**What you are asked to do**
Reproduce each of the following rows word for word, from the first to the last.

**Entries shown**
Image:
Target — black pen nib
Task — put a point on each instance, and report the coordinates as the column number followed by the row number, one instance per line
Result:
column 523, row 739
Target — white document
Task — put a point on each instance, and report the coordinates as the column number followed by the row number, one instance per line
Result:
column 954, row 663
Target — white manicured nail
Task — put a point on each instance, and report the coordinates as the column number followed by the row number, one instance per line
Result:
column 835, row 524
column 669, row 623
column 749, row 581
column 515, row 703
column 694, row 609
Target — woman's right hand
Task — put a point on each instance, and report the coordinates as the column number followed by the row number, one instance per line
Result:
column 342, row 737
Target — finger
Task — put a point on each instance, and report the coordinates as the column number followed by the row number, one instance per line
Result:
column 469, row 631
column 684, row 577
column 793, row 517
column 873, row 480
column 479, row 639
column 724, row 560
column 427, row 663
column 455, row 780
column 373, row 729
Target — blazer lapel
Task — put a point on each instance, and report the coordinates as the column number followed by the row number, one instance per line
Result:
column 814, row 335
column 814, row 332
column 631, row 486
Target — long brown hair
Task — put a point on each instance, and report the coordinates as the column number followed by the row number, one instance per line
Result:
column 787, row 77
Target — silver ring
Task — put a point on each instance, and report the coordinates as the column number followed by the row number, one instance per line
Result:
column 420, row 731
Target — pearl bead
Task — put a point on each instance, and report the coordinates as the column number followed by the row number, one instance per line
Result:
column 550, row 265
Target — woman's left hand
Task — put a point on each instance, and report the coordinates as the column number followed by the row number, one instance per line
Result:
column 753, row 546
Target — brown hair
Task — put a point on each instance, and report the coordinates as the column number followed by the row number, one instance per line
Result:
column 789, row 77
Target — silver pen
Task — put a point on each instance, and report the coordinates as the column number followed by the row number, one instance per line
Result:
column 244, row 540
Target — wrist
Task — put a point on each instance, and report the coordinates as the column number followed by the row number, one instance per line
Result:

**Result of this exercise**
Image:
Target — black pen nib
Task — put a point on each instance, and report the coordinates as the column number followed by the row number, one instance per line
Result:
column 523, row 739
Target — white document
Task — put a point on each instance, and report the coordinates as the column number followed by the row number, one instance per line
Result:
column 954, row 663
Target — white manicured nail
Task — put a point on each instance, and report the coordinates as the column number followed by the row number, one instance per line
Result:
column 835, row 524
column 669, row 623
column 749, row 581
column 515, row 703
column 694, row 609
Target — woman's right hand
Task — put a point on each instance, and report the coordinates as the column number followed by the row number, one instance per line
Result:
column 342, row 737
Target — finger
Task — put a point on each instance, and report the coordinates as the column number followed by the row number, one instance per line
Result:
column 469, row 631
column 684, row 577
column 793, row 517
column 873, row 480
column 479, row 639
column 724, row 560
column 427, row 663
column 455, row 780
column 373, row 729
Target — blazer lapel
Task — put a point on each instance, and report the coordinates as the column number followed by the row number, one instance per line
Result:
column 814, row 335
column 814, row 332
column 631, row 486
Target — long brown hair
Task — put a point on each instance, and report the coordinates as the column number followed by the row number, one instance per line
Result:
column 787, row 77
Target — silver ring
Task — put a point on each instance, and report the coordinates as the column number followed by the row number, one instance per line
Result:
column 420, row 731
Target — pearl bead
Task — put a point on each instance, and report the coordinates as the column number followed by the row number, one instance per line
Result:
column 550, row 265
Target — woman's left hand
Task — put a point on each instance, and report the coordinates as the column number followed by the row number, one instance per line
Result:
column 753, row 546
Target — brown hair
Task — put a point on each instance, and report the coordinates as the column number followed by the row number, one instance per line
Result:
column 789, row 77
Target — silver pen
Task — put a point on each instance, and report the coordinates as the column number followed by the row number, one instance per line
Result:
column 244, row 540
Target — wrist
Task — put a point on each instance, and report the coordinates as the column number followed by the row number, one instance per line
Result:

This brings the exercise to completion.